DOCUMENT EXTRACT:
──────────

When The End of Time finishes and the Ood (aliens that the Doctor once liberated from slavery) begin their song for him, you can help but feel for the Doctor as he visits the people that touched his life. The anguish as he says, "I don't want to go," kills me every time.

And that brings us to Eleven and his goodbye episode, which feels a lot like the way the rest of Matt Smith's time as The Doctor feels to me. Short, convoluted, and forced.


One of the things I've had the most problems with during the past three seasons were the ones where they brought back EVERY ENEMY THE DOCTOR HAS EVER HAD. Daleks, Cybermen, Weeping Angels, they've kept showing up. Then they keep bringing them back together again for the first time in one show... again. The Big Bang, The Wedding of River Song, and now with the final curtain call, they're joining forces to stop the Doctor from doing something or other.

Which brings me to the second thing that makes me unsatisfied with Smith's arc; the plotting. What the fuck is going on here? Look, if you ask me to explain it, I could tell you that he's got to stop the alien armada composed of races from all over the universe from blowing up a planet, but there's so much muddled continuity now its insane. Is the aforementioned embargoed planet Gallifrey? Or is it Trenzalore?

He's been to both (and recently), so he should be able to recognize either, right?

Guess not.

And then there's this message asking the "first question" that was alluded to a while back, the name of The Doctor; "Doctor Who?". The question is being broadcast during the last episode throughout the known universe in Gallifreyan, which The Doctor discovers once his Cyberman head translates the message for him. Why The Doctor couldn't understand his own native tongue is a question in itself.

Oh, and then there's the stuff about him getting old, and the stuff about this being his last regeneration after the War Doctor was revealed, and then the stuff about the town of Christmas needing protection, and then the stuff about the Crack in Time being back, AGAIN.

I liked Nine and Ten because though they had their dark side, we saw them going off on adventures, new adventures, discovering things that were new and awesome. We saw the end of the world and the end of time through their eyes, they met queens and devils and watched the human race spread throughout the stars. There was tons of adventure and mystery and fun.

──────────

GIVEN MATERIAL:
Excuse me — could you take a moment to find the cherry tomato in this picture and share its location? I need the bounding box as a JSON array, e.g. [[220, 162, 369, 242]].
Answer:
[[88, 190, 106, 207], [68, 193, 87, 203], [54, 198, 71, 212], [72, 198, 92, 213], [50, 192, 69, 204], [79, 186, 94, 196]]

──────────

WORK TO DO:
A) According to the Doctor Who commentary, what translates the broadcast message for the Doctor?
B) Reproduce the Doctor Who commentary between "And then there's this" and "being back, AGAIN.", inclusive, swapping "town" for "village".

RESPONSES PER TASK:
A) His Cyberman head translates it.

B)
And then there's this message asking the "first question" that was alluded to a while back, the name of The Doctor; "Doctor Who?". The question is being broadcast during the last episode throughout the known universe in Gallifreyan, which The Doctor discovers once his Cyberman head translates the message for him. Why The Doctor couldn't understand his own native tongue is a question in itself.

Oh, and then there's the stuff about him getting old, and the stuff about this being his last regeneration after the War Doctor was revealed, and then the stuff about the village of Christmas needing protection, and then the stuff about the Crack in Time being back, AGAIN.